> _What you need to do_
Nothing but the lines from the one containing "Annotation task: tag one point per instance of the utility" through the last line should be written out, please, exactly as they stand.

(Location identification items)
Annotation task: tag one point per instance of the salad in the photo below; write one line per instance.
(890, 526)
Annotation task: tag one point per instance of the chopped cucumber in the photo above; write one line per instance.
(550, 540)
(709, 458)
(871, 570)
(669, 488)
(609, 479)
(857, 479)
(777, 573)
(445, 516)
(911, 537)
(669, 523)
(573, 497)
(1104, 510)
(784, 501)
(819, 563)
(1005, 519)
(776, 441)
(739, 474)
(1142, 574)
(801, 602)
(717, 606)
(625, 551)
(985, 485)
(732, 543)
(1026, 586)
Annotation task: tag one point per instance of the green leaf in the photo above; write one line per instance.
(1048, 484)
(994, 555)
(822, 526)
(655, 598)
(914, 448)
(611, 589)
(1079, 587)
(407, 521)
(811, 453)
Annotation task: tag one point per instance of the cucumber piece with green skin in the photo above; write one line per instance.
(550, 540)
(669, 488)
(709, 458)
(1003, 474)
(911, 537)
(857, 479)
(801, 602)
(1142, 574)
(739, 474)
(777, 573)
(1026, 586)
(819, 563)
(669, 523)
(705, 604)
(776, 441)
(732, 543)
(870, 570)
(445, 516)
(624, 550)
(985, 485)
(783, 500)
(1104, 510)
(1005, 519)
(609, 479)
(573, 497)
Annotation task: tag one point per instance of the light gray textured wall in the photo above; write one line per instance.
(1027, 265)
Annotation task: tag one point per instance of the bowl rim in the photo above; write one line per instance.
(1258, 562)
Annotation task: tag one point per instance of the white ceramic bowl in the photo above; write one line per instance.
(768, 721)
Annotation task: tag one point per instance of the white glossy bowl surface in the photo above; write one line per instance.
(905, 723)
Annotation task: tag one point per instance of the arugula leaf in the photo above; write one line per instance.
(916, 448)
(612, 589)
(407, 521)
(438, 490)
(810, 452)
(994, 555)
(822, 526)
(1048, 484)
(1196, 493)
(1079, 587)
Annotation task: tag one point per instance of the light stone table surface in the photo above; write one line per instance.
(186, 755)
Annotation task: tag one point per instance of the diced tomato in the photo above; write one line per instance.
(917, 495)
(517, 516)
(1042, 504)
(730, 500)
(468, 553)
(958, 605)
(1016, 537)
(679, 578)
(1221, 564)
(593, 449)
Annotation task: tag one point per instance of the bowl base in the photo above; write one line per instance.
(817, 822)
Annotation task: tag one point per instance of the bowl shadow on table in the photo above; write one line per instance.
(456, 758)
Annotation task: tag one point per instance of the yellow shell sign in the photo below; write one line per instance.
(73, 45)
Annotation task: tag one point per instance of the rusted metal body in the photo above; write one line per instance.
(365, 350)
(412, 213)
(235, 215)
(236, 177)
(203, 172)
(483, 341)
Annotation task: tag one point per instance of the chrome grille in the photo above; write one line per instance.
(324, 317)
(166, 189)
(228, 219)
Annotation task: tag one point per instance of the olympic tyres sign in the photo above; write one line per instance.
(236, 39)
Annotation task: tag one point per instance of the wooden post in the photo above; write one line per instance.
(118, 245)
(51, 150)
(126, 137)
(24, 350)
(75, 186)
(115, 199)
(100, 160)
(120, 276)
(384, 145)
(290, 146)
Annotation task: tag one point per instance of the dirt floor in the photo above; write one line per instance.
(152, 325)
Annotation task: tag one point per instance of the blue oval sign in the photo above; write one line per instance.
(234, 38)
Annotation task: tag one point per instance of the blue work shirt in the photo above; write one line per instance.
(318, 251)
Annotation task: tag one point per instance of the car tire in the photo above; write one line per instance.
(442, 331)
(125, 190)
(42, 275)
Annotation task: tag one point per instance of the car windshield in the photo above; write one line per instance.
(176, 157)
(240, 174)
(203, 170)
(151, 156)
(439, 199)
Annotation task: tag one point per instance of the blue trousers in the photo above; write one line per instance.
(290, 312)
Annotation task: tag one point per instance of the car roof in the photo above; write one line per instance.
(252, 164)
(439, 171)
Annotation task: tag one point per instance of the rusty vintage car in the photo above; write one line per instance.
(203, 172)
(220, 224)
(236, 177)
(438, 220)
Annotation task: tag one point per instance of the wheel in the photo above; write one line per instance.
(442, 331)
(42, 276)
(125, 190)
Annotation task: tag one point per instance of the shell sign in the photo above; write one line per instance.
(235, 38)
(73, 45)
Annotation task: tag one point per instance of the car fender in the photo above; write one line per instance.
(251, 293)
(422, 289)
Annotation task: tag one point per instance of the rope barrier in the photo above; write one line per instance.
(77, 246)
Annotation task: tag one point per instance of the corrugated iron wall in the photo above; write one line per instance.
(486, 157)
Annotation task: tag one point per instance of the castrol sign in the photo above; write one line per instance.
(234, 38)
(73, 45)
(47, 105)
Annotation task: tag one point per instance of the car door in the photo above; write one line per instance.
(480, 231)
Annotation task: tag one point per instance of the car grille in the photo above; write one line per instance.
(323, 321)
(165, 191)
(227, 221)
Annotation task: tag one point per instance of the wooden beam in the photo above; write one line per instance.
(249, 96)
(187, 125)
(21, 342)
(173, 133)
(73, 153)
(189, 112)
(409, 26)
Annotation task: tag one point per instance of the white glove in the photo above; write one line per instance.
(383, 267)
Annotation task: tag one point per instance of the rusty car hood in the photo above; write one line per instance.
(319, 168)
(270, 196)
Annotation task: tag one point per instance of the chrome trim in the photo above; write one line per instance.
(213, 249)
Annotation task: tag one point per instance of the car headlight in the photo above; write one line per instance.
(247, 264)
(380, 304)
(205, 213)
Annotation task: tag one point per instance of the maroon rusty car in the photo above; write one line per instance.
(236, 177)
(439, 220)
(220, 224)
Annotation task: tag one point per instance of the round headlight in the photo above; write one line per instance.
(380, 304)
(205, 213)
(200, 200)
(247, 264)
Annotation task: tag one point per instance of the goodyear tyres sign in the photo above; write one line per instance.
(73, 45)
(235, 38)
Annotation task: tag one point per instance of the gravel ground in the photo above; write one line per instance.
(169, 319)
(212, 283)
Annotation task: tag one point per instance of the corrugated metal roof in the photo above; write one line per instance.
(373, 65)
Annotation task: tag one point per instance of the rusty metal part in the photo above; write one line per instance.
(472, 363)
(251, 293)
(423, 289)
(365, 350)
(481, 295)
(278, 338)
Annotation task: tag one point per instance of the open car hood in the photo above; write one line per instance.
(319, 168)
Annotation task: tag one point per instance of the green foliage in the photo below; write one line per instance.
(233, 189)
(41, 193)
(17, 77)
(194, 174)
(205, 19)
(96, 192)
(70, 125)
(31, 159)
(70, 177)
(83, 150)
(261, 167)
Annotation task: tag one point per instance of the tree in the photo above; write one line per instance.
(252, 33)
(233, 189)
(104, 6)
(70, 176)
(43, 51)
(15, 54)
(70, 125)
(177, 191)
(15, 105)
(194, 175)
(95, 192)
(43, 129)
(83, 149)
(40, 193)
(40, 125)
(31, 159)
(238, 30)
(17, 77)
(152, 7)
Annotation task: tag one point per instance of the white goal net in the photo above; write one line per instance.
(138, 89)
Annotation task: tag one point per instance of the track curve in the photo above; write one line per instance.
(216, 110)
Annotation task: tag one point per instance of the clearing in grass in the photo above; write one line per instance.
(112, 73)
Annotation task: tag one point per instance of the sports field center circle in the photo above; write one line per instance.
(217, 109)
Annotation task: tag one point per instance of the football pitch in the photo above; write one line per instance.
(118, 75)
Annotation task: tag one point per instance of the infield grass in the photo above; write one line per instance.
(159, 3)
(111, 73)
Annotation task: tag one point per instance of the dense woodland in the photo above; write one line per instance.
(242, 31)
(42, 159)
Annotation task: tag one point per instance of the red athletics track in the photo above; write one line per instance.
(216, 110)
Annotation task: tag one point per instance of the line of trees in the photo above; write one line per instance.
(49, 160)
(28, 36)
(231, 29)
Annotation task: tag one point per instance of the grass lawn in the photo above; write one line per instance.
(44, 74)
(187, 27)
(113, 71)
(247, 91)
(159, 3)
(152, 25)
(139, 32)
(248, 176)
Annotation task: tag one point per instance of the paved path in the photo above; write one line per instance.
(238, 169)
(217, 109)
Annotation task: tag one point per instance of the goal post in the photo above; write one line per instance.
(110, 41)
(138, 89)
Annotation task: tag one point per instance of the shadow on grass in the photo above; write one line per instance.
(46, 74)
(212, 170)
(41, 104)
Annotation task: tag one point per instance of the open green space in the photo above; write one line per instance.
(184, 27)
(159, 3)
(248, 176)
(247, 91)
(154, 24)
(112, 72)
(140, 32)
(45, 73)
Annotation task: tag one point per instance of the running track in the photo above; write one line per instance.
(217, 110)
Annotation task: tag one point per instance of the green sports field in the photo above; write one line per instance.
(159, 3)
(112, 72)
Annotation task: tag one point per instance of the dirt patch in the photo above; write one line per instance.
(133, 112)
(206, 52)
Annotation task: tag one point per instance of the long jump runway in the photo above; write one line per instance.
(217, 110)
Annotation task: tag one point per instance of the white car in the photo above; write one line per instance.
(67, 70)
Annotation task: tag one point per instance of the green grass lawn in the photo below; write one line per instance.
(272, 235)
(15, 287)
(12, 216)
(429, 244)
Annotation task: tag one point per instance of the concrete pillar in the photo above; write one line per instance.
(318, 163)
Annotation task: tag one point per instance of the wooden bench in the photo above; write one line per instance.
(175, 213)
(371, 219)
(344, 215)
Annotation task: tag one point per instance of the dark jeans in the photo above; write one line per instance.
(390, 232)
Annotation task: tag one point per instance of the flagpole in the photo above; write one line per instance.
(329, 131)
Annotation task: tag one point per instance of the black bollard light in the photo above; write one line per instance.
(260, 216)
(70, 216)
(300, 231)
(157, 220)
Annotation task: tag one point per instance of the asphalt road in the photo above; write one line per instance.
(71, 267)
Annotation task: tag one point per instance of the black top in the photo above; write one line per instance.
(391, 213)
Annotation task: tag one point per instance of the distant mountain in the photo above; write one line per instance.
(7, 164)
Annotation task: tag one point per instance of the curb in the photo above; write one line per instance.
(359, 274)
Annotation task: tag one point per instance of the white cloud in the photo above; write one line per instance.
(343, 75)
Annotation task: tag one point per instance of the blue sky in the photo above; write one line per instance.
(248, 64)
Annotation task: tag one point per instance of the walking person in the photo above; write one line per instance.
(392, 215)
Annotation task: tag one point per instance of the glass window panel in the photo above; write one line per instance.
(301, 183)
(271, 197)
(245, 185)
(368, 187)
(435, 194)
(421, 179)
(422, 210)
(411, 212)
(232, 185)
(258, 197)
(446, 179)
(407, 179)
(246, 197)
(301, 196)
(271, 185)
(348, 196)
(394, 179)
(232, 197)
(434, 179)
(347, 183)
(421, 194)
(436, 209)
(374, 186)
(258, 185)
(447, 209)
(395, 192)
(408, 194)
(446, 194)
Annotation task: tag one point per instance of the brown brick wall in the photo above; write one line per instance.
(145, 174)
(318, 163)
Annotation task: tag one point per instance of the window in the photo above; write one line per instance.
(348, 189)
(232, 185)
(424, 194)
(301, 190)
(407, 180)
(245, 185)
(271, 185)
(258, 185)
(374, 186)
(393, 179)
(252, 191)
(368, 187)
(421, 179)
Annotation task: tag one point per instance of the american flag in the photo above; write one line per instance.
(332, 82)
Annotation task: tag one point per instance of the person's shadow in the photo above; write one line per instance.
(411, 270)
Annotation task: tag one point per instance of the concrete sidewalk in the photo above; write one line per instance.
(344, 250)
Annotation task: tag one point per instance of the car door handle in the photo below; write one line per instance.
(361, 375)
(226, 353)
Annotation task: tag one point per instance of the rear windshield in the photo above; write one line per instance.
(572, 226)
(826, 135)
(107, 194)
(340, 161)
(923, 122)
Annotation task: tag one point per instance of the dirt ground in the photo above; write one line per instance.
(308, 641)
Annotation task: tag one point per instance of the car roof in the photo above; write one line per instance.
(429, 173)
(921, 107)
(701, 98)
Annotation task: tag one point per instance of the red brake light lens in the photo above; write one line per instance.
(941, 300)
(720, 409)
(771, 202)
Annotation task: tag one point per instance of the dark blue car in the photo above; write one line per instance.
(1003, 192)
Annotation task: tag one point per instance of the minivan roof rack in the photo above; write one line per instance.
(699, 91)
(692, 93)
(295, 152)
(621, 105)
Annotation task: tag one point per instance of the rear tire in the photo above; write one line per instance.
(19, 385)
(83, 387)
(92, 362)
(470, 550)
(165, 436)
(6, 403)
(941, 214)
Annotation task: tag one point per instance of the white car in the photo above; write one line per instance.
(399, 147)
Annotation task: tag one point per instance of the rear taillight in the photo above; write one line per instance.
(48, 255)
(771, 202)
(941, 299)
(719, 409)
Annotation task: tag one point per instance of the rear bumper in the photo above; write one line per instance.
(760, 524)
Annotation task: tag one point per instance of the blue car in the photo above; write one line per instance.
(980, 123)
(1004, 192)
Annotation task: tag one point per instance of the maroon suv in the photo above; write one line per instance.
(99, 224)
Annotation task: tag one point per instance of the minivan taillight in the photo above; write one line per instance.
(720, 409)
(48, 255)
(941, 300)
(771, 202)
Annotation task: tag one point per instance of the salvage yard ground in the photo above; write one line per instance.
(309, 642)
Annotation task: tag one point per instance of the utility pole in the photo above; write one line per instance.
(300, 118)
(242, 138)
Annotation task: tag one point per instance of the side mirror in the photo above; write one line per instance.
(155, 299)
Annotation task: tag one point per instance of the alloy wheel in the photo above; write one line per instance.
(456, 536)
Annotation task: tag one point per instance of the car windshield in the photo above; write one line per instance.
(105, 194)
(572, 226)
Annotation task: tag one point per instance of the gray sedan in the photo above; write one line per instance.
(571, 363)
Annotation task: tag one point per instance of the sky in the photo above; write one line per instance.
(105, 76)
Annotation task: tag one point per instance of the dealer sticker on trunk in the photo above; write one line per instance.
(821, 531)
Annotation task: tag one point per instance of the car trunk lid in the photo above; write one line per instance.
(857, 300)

> _Solution for this exercise_
Annotation task: tag one point per instance of the utility pole in the photo above; write one line per instance.
(300, 118)
(242, 138)
Annotation task: tag one point per instance of the side mirror in the photo above; write one line per instance.
(155, 299)
Annotation task: tag one point per instance of the alloy wheel in the photo above; write one line per instance.
(456, 536)
Annotation task: tag one point per instance of the car windshield in the photo above; write one line per instance.
(105, 194)
(572, 226)
Annotation task: tag one point per instance of the gray sedan in the photo above; write one line per instance.
(571, 363)
Annotation task: tag one point per instance of the sky in the photo above; write one line per instance.
(105, 76)
Annotation task: tag one point per instance of the dealer sticker on trunk in the photo above; write one line per instance.
(821, 531)
Annotation task: tag one point per instance of the car trunk lid in the photo above; write one line per instance.
(857, 300)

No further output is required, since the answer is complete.